TASK PROMPT: Restate the whole listing exactly, leaving nothing out.

EXERCISE DATA:
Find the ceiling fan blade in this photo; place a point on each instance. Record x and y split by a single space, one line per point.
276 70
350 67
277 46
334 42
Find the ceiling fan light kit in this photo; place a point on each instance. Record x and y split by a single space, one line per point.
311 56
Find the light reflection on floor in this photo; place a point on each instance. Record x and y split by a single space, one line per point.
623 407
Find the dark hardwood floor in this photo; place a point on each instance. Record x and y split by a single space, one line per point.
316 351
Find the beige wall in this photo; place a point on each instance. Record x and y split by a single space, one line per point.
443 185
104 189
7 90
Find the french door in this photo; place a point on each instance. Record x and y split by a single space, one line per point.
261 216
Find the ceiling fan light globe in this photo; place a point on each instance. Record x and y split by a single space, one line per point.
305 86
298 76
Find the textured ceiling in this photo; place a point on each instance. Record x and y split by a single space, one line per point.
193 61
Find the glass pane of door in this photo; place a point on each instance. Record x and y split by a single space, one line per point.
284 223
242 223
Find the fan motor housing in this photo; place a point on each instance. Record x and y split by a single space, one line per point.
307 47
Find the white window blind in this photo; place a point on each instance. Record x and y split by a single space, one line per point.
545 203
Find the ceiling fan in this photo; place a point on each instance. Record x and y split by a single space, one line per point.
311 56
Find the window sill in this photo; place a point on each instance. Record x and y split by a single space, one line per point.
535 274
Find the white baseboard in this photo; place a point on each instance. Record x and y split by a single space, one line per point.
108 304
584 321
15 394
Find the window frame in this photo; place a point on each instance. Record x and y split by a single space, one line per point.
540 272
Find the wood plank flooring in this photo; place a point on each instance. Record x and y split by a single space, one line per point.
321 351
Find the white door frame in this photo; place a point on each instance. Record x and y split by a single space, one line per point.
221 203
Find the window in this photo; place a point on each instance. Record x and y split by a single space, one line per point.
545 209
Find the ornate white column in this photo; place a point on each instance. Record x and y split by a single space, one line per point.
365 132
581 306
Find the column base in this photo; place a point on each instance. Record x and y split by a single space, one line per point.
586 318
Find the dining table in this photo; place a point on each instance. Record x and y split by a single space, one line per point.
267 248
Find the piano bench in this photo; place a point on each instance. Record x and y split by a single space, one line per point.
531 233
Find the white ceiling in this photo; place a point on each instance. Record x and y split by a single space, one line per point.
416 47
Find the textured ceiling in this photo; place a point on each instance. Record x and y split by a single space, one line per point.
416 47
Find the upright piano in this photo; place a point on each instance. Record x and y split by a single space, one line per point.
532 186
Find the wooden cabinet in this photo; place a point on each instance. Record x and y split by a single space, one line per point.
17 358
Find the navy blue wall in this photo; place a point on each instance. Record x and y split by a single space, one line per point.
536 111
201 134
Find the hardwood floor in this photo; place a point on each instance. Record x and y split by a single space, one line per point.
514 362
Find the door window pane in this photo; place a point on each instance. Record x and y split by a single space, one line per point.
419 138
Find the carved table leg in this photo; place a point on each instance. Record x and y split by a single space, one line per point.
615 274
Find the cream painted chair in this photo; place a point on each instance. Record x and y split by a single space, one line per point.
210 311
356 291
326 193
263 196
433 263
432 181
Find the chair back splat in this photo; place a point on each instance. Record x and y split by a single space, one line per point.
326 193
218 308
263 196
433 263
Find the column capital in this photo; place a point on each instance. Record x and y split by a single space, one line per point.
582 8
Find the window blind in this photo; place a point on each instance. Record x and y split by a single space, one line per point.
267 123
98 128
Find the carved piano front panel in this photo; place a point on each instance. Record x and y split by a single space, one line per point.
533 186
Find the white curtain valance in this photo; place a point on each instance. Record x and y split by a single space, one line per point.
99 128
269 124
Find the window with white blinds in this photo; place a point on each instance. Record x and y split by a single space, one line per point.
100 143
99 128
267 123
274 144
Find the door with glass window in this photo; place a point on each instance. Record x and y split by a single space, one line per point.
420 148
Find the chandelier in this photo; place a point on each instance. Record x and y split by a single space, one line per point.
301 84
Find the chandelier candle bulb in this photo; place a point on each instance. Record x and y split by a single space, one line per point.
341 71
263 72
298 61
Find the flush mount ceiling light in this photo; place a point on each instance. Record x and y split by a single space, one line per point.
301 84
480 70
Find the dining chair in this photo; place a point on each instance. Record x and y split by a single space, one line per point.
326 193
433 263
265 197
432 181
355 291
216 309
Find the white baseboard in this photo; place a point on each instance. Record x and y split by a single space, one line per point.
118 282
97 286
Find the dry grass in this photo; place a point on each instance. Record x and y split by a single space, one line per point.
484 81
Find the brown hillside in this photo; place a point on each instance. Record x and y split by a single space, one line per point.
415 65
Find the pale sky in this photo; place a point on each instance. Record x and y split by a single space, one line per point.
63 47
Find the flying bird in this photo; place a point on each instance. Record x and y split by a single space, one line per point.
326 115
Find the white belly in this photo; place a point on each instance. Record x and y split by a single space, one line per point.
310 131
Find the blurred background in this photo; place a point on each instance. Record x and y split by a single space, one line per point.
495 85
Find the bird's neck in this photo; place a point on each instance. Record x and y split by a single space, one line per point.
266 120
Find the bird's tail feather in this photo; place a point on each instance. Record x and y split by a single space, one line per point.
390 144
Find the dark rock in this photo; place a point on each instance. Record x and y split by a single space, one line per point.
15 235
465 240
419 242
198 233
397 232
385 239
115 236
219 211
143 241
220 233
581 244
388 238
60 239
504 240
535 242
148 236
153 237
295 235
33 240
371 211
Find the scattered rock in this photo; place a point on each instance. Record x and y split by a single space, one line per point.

RESULT OF THE TASK:
Find the ceiling fan blade in this photo; place a point on each instance. Record x and y split by a single space, one line per point.
276 70
350 67
277 46
334 42
Find the ceiling fan light kit in this photo; place a point on each instance. Record x and y split by a single space, one line per point.
311 56
Find the light reflection on floor in this photo; place a point on each instance. Record x and y split by a single space, one line per point.
623 407
Find the dark hardwood floor in this photo; place a point on each instance. Record x and y split by a single space, one line per point.
316 351
Find the beige wall in this photo; place a point on each instance. Record x and y split by a single space, one line per point.
443 185
104 189
7 90
Find the french door in this photo; place a point on each instance. Record x and y split by a single space, one line per point.
261 216
Find the ceiling fan light globe in this photo; place a point on each instance. Record x and y split by a single space, one line per point.
305 86
298 76
Find the textured ceiling in this photo; place a point on each instance. Record x and y split by a single space, one line per point.
193 61
Find the glass pane of door in this photo; place a point on each instance. Record x and y split by a single space, one line per point.
284 223
242 223
Find the fan motor housing in this photo; place a point on each instance. Record x and y split by a single space, one line per point.
307 47
Find the white window blind in this photo; place a point on each instance. Record x and y split by a single space, one line per point.
545 203
Find the ceiling fan in this photo; place a point on each instance. Record x and y split by a single space, one line per point.
311 56
Find the window sill in this photo; place a point on each instance. Record x and y split by a single space, one line per point.
535 274
Find the white baseboard in this photo; place a point on each instance. Record x and y split by a single space, one line per point.
108 304
584 321
15 394
Find the window frame in this photo; place a point on each instance. Record x and y split by a single space, one line per point.
540 272
Find the wood plank flooring in this photo; place a point on each instance. Record x and y split by a single space, one line per point.
321 351
Find the white door frame in this photo; place a point on each instance. Record x and y split by a single space, one line per point.
221 203
Find the window in this photo; place a point on each instance. Record x and y split by a single space, one line per point.
545 209
Find the ornate white column in this photo; place a point on each instance. Record x and y split by a single space, one line per point.
365 132
581 306
Find the column base in this photo; place a point on each instance. Record x and y split by a single space, one line per point.
586 318
Find the dining table in this photo; place a point on each instance. Record x and y split by a single space, one line per point.
267 248
Find the piano bench in this photo; place a point on each instance. Record x and y split by a single space, one line per point.
531 233
Find the white ceiling in this photo; place a point on each instance. Record x and y split by a single space, one line per point.
416 47
Find the textured ceiling in this photo; place a point on each instance. Record x and y split by a single space, one line per point.
416 47
Find the upright piano in this photo; place a point on each instance. Record x and y split by a single space, one line per point.
532 186
Find the wooden cabinet in this photo; place a point on each instance. Record x and y split by a single space, one line per point.
17 358
Find the navy blue wall in this photo; place a point on each instance. Record x and y split by a single space, one line per point.
536 111
201 134
Find the hardwood floor in this photo; place a point on each instance. Record x and y split by a single space, one line per point.
514 362
Find the door window pane in this photo; place a point on each instance. Record x and y split by a single space, one line per point.
419 138
Find the carved table leg in this photo; place a point on each instance. Record x and y split by a single space, one line per point.
615 274
Find the cream painted chair in this photo; place a point on each instance. Record x and y split by a single space, one line per point.
210 311
356 291
326 193
263 196
433 263
432 181
Find the chair back splat in this photo; place a point on each instance. Record x and y split by a single space, one line per point.
326 193
218 308
263 196
433 263
Find the column capital in this photo; place a point on each instance. Record x and y split by a single space, one line per point.
582 8
Find the window blind in this photo; place a point on each instance. Record x and y split by a single space, one line per point.
267 123
98 128
Find the carved piano front panel in this photo; place a point on each instance. Record x and y split by a single space, one line per point.
533 186
Find the white curtain valance in this photo; place a point on each instance. Record x and y split by a single space, one line per point.
99 128
269 124
Find the window with white blinds in this photo; place a point on each instance. Record x and y split by a single space, one line per point.
100 143
99 128
267 123
274 144
Find the door with glass window in this photo; place a point on each instance. Record x and y split by a single space, one line per point.
420 148
Find the chandelier in this photo; place a point on each instance. Record x and y split by a single space, one line per point.
301 84
Find the chandelier candle bulb in this photo; place a point on each instance. Record x and y split by a single space, one line per point.
341 71
263 72
298 61
Find the flush mount ceiling light in this photo; place a point on each instance. Record x and y split by a single space, one line per point.
301 84
480 70
Find the dining chair in this photo; place a point on each instance. Record x and y split by a single space, one line per point.
326 193
433 263
265 197
432 181
355 291
216 309
Find the white baseboard in this photo; place a point on each instance. Record x and y split by a single space, one line per point.
118 282
97 286
Find the dry grass in this photo; place a point on each instance. Record x and y split by a single space, one line per point.
484 81
Find the brown hillside in this photo; place a point on each instance. Record x and y split by a single space, one line per point.
415 65
Find the pale sky in this photo; place a point on each instance. Record x and y split by a single space, one line per point.
63 47
Find the flying bird in this photo; place a point on each instance. Record x and y split by a single space, one line per point.
326 115
Find the white belly in this photo; place a point on each instance. Record x and y split by a single space, one line per point.
310 131
Find the blurred background in this photo; place a point on each instance. Record x and y split by a single space, one line per point.
495 85
Find the bird's neck in this photo; place a point on each instance. Record x and y split by a single space, one line per point.
266 120
Find the bird's tail feather in this photo; place a point on each instance. Record x and y split by a single space, one line per point.
390 144
Find the dark rock in this photo; place a point on each instance. Record x and y split by a single space, one line per point.
15 235
465 240
419 242
198 233
397 232
385 239
115 236
219 211
143 241
220 233
581 244
388 238
60 239
504 240
535 242
148 236
153 237
295 235
33 240
371 211
Find the scattered rock in this photo; place a point on each instance. Record x and y split by a single space, one line per point.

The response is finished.